> [Instructions]
(a) Transcribe the section of the transportation bill summary that opens with the words containing "If enacted, the bill would raise" and closes with "year after notice.".
(b) Summarize the transportation bill summary in two sentences.
(c) Resume the transportation bill summary, picking up after its final sentence.

> [Selected text]
--- START ---
Mass transit funding FY2027–2031

If enacted, the bill would authorize Mass Transit Account funding for FY2027–FY2031 totaling $16.87 billion (FY2027), $17.21 billion (FY2028), $17.53 billion (FY2029), $17.84 billion (FY2030), and $18.16 billion (FY2031). The bill also provides $3.0 billion per year for the Capital Investment Grant program. Transit dollars would remain available until spent.

TIFIA credit and disaster relief

If enacted, the bill would make $250 million available each year for TIFIA credit assistance for FY2027–FY2031. It would also add an emergency loan relief authority allowing eligible TIFIA borrowers with loans made after enactment to request interest‑rate resets, capitalization of unpaid amounts for up to 5 years, or extended disbursement periods after a Presidential major disaster, subject to objective criteria and available budget authority.

Tribal and Federal lands transport funding

If enacted, the bill would authorize specific annual funding for Tribal Transportation and Federal Lands programs for FY2027–FY2031. Tribal Transportation would grow from $643 million (FY2027) to $701 million (FY2031). Federal Lands Transportation and Federal Lands Access would receive specified annual amounts rising modestly across those years.

Higher rail accident award limit

If enacted, the bill would raise the aggregate award limit for rail accident claims to $323,000,000 from the prior statutory amount. Every five years the Secretary could raise the limit by 2%–10%, with an automatic 10% increase if no determination is made; increases take effect one year after notice.

Bigger road safety grants and rules

If enacted, the Safe Streets and Roads for All program would be expanded and authorized through FY2027–FY2031, and at least 30% of each year's funds must go to places with 50,000 people or fewer. If enacted, the high-visibility enforcement program would continue and add speeding reduction as a goal. If enacted, States that exceed certain fatality thresholds would have to spend minimum shares of their Section 402 funds on priorities (examples: occupant protection 6%; impaired driving 26% or 30%). If enacted, the bill would add digital infrastructure to highway safety research and expand a wildlife-crossings pilot with a 75% federal construction share.

Big transit funding and rules

If enacted, the bill would authorize large Mass Transit Account amounts for FY2027–FY2031 (about $16.9 billion in FY2027 rising to $18.16 billion in FY2031) and $3.0 billion a year for Capital Investment Grants. It would allow formula grants to pay for lighting, cameras, emergency phones, farebox upgrades, cyber tools, and other safety projects, but cap annual operating security spending at the lesser of what the agency spends on listed capital/tech items or 1.5% of its yearly section 5336 receipts. The bill would favor new and emerging technologies in BUILD grants, require transit asset management plans and national condition reporting, let certain applicants use expedited Capital Investment Grant reviews, require pass/fail testing for advanced buses before federal funds buy them, require floor-to-ceiling operator barriers on new federal-funded buses 30+ feet starting two years after enactment, and require designated recipients to explain split allocations for large urban areas.
--- END ---
> [Data excerpts]
--- START ---
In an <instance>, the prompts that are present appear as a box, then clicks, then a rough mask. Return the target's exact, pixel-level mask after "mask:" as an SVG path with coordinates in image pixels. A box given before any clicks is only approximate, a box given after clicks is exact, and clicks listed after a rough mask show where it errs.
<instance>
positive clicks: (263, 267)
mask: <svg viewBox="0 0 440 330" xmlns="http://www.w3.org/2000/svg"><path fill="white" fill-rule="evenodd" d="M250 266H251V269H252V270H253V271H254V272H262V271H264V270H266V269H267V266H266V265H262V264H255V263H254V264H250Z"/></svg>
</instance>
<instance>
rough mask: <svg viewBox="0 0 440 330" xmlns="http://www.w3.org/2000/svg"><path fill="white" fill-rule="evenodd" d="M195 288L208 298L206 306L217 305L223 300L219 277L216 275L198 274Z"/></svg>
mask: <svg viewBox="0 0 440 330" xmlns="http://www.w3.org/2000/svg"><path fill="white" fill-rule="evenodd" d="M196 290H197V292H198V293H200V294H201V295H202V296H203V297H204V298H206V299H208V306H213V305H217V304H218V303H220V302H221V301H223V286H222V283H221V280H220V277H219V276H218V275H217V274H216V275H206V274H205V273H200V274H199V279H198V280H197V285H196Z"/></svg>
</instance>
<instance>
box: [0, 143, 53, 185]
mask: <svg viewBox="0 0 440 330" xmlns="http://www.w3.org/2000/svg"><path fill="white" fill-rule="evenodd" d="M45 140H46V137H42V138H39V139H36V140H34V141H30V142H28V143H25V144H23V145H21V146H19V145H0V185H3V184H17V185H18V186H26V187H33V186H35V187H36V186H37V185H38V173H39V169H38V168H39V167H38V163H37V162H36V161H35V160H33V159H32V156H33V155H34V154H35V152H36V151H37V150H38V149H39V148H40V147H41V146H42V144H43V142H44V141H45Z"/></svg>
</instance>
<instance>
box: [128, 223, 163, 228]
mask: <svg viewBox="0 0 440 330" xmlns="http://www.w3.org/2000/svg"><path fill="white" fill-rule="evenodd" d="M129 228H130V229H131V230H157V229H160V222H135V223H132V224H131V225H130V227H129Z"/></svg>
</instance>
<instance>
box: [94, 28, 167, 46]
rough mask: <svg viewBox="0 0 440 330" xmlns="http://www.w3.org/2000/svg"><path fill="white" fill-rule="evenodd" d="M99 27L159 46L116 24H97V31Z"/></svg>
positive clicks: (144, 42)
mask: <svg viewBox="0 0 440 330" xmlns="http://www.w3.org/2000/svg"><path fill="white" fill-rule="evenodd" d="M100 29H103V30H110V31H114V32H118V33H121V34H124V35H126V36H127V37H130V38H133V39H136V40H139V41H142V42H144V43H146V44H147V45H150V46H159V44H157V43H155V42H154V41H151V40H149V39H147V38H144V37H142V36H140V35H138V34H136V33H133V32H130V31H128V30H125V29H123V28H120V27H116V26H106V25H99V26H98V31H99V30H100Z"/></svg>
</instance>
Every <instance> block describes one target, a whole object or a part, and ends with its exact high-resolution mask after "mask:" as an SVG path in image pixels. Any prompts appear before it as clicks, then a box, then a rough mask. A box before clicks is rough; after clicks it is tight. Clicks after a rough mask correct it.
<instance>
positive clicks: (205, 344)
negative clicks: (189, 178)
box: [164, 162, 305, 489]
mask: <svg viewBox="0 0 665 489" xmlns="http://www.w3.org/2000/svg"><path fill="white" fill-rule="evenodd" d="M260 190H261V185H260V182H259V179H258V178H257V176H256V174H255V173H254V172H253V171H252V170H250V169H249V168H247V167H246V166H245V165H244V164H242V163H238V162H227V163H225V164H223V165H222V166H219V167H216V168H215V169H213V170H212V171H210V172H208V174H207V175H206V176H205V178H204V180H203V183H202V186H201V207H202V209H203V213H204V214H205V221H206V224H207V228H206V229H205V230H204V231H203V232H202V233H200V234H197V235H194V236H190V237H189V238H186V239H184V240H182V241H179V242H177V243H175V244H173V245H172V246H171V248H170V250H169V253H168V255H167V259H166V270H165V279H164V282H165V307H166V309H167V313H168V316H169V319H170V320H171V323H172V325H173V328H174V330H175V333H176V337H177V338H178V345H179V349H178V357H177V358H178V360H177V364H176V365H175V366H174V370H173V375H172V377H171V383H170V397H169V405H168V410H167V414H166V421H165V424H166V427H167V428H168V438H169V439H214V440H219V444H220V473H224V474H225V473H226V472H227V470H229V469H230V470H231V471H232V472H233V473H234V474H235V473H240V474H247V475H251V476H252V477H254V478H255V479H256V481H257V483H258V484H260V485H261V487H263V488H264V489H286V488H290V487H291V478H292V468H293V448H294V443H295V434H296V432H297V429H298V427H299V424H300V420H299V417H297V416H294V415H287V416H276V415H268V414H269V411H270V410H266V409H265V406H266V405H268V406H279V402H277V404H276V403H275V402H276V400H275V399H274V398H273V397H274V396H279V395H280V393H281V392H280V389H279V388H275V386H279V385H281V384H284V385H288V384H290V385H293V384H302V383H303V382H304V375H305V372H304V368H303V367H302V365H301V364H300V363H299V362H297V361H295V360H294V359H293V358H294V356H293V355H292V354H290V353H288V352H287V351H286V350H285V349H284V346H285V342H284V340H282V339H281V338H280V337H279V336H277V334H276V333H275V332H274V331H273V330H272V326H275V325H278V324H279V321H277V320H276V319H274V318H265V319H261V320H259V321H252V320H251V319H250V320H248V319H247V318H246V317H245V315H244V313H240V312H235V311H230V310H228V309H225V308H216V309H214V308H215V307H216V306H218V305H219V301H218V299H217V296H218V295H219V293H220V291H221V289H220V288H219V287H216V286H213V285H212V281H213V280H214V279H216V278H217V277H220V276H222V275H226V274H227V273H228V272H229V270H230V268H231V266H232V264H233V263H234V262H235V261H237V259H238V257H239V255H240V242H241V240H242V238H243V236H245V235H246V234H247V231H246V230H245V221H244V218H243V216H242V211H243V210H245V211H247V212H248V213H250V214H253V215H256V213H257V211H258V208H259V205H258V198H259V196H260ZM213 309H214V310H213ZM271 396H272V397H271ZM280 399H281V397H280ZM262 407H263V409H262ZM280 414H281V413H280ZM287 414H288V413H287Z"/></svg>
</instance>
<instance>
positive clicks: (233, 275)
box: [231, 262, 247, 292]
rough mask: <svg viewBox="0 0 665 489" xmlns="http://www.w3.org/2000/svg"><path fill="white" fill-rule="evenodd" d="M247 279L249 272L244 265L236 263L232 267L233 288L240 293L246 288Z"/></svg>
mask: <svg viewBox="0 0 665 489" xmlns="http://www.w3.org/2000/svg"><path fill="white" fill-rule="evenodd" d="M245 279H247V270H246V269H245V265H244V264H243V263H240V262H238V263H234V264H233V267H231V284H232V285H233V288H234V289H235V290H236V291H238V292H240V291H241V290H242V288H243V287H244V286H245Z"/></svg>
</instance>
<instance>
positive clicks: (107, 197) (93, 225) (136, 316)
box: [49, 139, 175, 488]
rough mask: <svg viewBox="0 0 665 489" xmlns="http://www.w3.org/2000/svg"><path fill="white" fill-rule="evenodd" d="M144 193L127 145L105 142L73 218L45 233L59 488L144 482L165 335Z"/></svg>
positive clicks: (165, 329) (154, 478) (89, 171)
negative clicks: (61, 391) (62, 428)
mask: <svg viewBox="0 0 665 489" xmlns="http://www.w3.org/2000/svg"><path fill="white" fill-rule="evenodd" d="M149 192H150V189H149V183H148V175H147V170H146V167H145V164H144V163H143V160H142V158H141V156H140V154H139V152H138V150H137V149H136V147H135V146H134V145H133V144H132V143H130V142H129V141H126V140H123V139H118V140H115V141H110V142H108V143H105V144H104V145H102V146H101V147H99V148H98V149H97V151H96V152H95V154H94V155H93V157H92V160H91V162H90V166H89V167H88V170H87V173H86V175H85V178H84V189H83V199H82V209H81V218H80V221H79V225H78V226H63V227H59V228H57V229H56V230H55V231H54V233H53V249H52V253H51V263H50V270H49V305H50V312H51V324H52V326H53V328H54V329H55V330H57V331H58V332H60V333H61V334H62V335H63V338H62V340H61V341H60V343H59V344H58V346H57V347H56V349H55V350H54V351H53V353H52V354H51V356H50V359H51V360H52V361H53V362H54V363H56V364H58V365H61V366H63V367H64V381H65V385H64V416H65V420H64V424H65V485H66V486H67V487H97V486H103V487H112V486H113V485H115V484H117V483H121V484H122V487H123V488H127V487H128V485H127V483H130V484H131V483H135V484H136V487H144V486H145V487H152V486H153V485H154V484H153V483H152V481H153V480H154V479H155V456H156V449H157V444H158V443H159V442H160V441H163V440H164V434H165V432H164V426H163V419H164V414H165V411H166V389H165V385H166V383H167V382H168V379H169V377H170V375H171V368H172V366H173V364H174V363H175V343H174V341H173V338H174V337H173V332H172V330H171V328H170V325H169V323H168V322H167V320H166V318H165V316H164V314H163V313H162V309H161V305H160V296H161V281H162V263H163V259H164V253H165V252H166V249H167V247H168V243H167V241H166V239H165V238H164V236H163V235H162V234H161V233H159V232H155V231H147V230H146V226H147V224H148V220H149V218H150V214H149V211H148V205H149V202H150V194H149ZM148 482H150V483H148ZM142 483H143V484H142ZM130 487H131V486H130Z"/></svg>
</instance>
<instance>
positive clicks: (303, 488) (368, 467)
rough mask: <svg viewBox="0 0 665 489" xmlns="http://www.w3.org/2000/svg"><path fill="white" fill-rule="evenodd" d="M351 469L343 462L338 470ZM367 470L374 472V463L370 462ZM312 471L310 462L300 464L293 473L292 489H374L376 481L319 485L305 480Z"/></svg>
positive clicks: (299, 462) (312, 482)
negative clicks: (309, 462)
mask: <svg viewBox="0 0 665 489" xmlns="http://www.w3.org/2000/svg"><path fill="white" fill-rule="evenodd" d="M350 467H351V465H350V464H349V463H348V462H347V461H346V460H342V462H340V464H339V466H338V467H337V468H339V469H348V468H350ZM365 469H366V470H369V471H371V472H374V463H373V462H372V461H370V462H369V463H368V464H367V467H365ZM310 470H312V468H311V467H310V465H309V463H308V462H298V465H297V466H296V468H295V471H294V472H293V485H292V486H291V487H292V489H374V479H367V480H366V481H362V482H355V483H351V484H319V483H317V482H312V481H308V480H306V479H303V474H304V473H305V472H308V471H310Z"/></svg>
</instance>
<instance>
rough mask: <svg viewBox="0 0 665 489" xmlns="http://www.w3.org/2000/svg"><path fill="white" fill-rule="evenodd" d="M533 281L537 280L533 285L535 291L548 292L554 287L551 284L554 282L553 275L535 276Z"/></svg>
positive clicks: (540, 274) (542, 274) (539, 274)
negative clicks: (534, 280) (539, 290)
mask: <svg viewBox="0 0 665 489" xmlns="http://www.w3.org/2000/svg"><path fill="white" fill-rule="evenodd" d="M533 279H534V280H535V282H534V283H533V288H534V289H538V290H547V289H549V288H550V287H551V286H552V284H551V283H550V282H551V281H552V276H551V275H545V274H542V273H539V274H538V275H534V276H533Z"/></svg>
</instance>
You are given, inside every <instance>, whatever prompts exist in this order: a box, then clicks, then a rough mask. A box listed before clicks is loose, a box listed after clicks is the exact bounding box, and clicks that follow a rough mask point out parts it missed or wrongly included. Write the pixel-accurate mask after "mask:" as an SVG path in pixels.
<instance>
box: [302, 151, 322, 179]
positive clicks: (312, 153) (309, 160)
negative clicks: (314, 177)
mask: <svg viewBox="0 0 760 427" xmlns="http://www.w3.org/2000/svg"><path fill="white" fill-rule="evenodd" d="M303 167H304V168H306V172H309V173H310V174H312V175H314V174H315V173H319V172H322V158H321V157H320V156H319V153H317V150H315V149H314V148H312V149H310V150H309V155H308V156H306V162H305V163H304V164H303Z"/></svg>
--- END ---
> [Results for the exercise]
(a)
If enacted, the bill would raise the aggregate award limit for rail accident claims to $323,000,000 from the prior statutory amount. Every five years the Secretary could raise the limit by 2%–10%, with an automatic 10% increase if no determination is made; increases take effect one year after notice.

(b) The bill would authorize Mass Transit Account funding rising from $16.87 billion in FY2027 to $18.16 billion in FY2031, along with $3.0 billion a year for Capital Investment Grants, $250 million a year for TIFIA credit assistance, and specified annual funding for Tribal Transportation and Federal Lands programs. It would also raise the aggregate award limit for rail accident claims to $323,000,000, expand road safety programs such as Safe Streets and Roads for All, and set new transit requirements covering security spending, asset management plans, advanced bus testing, and operator barriers on new buses.

(c)
Highway funding caps and shares

If enacted, annual obligation limits would cap Federal‑aid highway and safety construction obligations at specified amounts for FY2027–FY2031 (for example, $72,270,000,000 in FY2027 and $76,996,000,000 in FY2031). If enacted, section 104 apportionments would be set to new fixed amounts for FY2027–FY2031 (for example, $478 million in FY2027 rising to $519 million in FY2031) and percentage splits would change. If enacted, the Secretary would check every two years whether States meet asset management rules and reduce noncompliant States' federal share to 65% until fixed. If enacted, the Secretary must update FHWA's funding guidance within 18 months.

More rail grants and new operating aid

If enacted, CRISI grants would be funded at roughly $1.72 billion in FY2027 rising to about $1.92 billion in FY2031, with up to $100 million per year for a rail technology pilot. If enacted, more entities could apply for rail grants, DOT could allow grants to pay RRIF credit risk premiums, and applicants could coordinate grant and loan applications. If enacted, the bill would create operating grants for intercity routes with staged federal shares for years 1–5 (restoring/starting: 70%,60%,50%,40%,30%; enhancing: 60%,50%,40%,30%,20%). If enacted, the Secretary must finalize a freight‑car age rule within 90 days and may use blocked crossing data to prioritize grant projects. If enacted, Surface Transportation Block Grant use for newly eligible passenger rail projects would be capped at 5%.

More federal credit for rail and transit

If enacted, the bill would expand federal credit tools for rail, freight, and transit projects. RRIF's total lending cap would rise to $50 billion, with $10 billion limits for certain categories and $2 billion reserved for shipper projects on non‑Class I railroads. TIFIA would lower the project threshold to $10 million and raise the eligible project cap to $150 million (adjusted for inflation). The bill would allow RRIF interest‑only loans up to 10 years, accept qualified financial institutions' underwriting work, add a TOD definition for RRIF, and ask the National Academies to study a Federal Infrastructure Bank.

Stronger protections for truck drivers

If enacted, the bill would require DOT to ban predatory lease‑purchase truck programs and to force carriers to keep detailed program outcome records. Carriers must give drivers a disclosure form showing weekly pay, average miles, deductions, buyouts, and completion counts. At least 50% of commercial driver training funds each year would go to providers with minimum behind‑the‑wheel hours (Class A: 30 hours, Class B: 15 hours). The Secretary would limit treating ride‑hailing or taxi drivers as covered for testing unless contract conditions are met.

New truck safety and training rules

If enacted, ELD makers would face stricter certification checks and DOT would publish lists of certified and revoked devices. If enacted, FMCSA would fund training for non‑Federal CMV enforcement personnel and must adopt Commercial Vehicle Safety Alliance inspector standards within 90 days. If enacted, the Motor Carrier Safety Advisory Committee would continue through September 30, 2031. If enacted, hazardous materials programs would be authorized for FY2027–FY2031 and $8,000,000 per year would be set aside for HMEP training grants, with awards capped at $1,500,000 per year.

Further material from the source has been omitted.